Give every line of the material below as a JSON list of strings, one string per line, leaving out blank lines.

+--

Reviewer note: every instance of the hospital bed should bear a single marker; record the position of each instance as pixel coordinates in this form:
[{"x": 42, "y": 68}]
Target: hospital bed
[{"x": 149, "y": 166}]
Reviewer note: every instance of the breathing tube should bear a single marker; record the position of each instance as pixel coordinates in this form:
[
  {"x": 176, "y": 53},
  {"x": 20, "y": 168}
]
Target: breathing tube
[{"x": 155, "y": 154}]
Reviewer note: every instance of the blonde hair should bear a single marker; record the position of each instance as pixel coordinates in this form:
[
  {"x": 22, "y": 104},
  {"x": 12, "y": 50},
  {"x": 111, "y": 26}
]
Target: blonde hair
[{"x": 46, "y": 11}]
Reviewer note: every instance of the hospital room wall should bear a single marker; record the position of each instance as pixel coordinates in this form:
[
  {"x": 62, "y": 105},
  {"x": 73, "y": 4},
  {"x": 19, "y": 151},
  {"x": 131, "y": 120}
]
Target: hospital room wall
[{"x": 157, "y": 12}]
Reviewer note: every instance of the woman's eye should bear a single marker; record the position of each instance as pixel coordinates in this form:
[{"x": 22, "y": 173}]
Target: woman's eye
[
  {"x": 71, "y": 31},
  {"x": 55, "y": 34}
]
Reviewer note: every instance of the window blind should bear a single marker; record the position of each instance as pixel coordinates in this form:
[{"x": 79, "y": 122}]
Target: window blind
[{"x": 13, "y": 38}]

+--

_Reply to the exercise_
[
  "Reviewer note: every instance of the hospital bed should bear a single marker; record the position of each instance as pixel coordinates in this form:",
  "[{\"x\": 42, \"y\": 68}]",
  "Target: hospital bed",
  "[{\"x\": 149, \"y\": 166}]",
  "Reviewer note: every instance of the breathing tube should bear a single marker; record the position of each instance as pixel coordinates in this form:",
  "[",
  "  {\"x\": 176, \"y\": 53},",
  "  {\"x\": 20, \"y\": 168}",
  "]",
  "Target: breathing tube",
  "[{\"x\": 155, \"y\": 154}]",
  "Reviewer note: every instance of the blonde hair should bear a single marker; record the position of each instance as pixel coordinates in this form:",
  "[",
  "  {\"x\": 22, \"y\": 104},",
  "  {\"x\": 12, \"y\": 50},",
  "  {\"x\": 111, \"y\": 26}",
  "]",
  "Target: blonde hair",
  "[{\"x\": 46, \"y\": 11}]",
  "Reviewer note: every instance of the hospital room wall should bear a single marker; record the position of each instance as pixel coordinates in this form:",
  "[",
  "  {\"x\": 62, \"y\": 105},",
  "  {\"x\": 73, \"y\": 4},",
  "  {\"x\": 19, \"y\": 151},",
  "  {\"x\": 131, \"y\": 120}",
  "]",
  "Target: hospital room wall",
  "[{\"x\": 157, \"y\": 12}]",
  "Reviewer note: every instance of the woman's eye should bear a single marker; record the position of each instance as pixel coordinates in this form:",
  "[{\"x\": 22, \"y\": 173}]",
  "Target: woman's eye",
  "[",
  "  {\"x\": 71, \"y\": 31},",
  "  {\"x\": 55, \"y\": 34}",
  "]",
  "Reviewer note: every instance of the window blind should bear a single marker; record the position of each instance as pixel coordinates in this form:",
  "[{\"x\": 79, \"y\": 122}]",
  "Target: window blind",
  "[{\"x\": 13, \"y\": 38}]"
]